Excerpt:
====================

The hive population is growing quickly; for existing hives from last year, they may already be at 80% of their strength, new hives will be building comb as fast as they can.
For new hives, keep feeding the bees (either honey or sugar syrup) as they need all the feed they can get to draw out the comb. Without the feed, you hive won't be able to produce any surplus honey keep feeding them till they stop taking it or until you put the first honey super on.
For existing hives from last year, it is critical that you monitor and add supers as needed otherwise your hive will swarm. When inspecting, look for swarm cells on the bottom of frames. Remove them if you can but your best bet is to monitor and add supers before they feel congested. Also check your ventilation; inadequate ventilation (too hot) can cause them to swarm.

====================

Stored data

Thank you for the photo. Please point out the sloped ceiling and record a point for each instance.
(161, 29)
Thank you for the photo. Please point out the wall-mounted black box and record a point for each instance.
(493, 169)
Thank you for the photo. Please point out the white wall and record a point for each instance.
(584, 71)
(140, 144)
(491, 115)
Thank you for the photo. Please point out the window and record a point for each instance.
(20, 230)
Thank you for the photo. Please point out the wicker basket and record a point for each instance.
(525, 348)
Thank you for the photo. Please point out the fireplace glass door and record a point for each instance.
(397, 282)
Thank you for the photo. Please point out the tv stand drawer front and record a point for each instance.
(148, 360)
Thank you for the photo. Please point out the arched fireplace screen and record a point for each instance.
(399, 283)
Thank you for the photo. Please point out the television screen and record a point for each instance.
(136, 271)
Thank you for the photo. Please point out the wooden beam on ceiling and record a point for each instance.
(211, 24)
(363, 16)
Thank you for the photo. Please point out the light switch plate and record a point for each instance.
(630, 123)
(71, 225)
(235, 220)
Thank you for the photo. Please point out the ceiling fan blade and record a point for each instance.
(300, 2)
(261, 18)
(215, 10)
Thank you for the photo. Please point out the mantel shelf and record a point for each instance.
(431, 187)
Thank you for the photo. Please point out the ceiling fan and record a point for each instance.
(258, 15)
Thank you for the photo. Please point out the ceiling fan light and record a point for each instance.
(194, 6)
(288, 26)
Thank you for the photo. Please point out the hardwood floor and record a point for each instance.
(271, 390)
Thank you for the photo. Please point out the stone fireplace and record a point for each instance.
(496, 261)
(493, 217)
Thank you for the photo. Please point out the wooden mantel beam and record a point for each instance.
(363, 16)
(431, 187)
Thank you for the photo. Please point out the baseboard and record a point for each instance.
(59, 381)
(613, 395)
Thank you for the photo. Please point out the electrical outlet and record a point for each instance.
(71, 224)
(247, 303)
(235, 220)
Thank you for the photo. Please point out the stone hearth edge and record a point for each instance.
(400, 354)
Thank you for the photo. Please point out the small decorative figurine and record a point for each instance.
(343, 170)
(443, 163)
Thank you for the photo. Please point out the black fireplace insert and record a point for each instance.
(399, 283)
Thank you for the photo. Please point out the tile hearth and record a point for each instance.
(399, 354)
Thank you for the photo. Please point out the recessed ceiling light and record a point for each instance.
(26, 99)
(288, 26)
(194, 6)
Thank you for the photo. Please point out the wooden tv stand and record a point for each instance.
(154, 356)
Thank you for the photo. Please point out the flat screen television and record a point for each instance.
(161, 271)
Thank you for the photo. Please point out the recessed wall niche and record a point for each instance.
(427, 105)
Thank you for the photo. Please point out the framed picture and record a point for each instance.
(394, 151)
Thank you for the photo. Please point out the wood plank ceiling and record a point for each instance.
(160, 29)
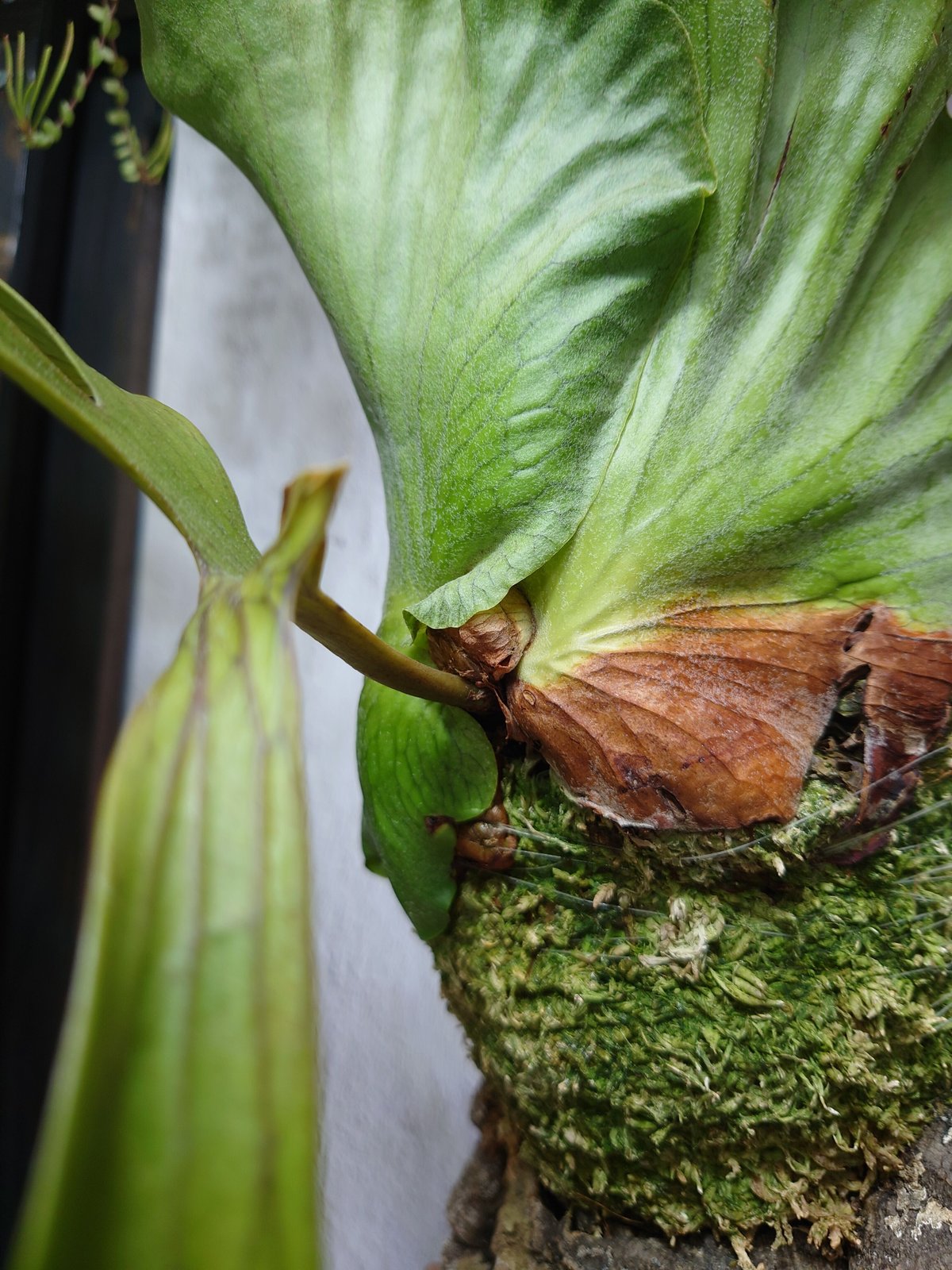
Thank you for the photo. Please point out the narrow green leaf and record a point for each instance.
(165, 455)
(182, 1127)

====================

Using the information:
1. Decide whether each statement agrees with the beekeeping passage, answering yes or no and quoting the deciding words: (a) New hives should be fed either honey or sugar syrup. (b) Swarm cells are to be looked for at the top of frames. (c) Inadequate ventilation can cause a hive to swarm.
2. Render this sentence from the beekeeping passage in Spanish: "When inspecting, look for swarm cells on the bottom of frames."
3. Extend the beekeeping passage from the point where it stops.
The listing plays no part in this.

Your responses:
1.
(a) Yes: "keep feeding the bees (either honey or sugar syrup)"
(b) No: "look for swarm cells on the bottom of frames"
(c) Yes: "inadequate ventilation (too hot) can cause them to swarm"

2. Al inspeccionar, busque celdas de enjambrazón en la parte inferior de los cuadros.

3.
Monitor your hives to prevent swarming on existing hives. For new hives check every other week or so to ensure that the queen is laying and the bees are drawing out the foundation completely. If you have been feeding, be sure to keep feeding until you place a honey super on the hive or when it appears the bees are no longer taking the feed. For existing hives, you may be able to put a honey super on now or by mid-month. Even new packages should have the second brood box on by the end of the month.
If you haven't already, consider treatment options for both Varrora and tracheal mites BEFORE putting honey supers on the hive, you cannot have medications in the hive when the bees are collecting honey for human consumption. New hives probably don’t need to be treated until the fall so don't worry until after the first harvest about treating. All beekeepers need to research and pursue treatment options before a problem arises.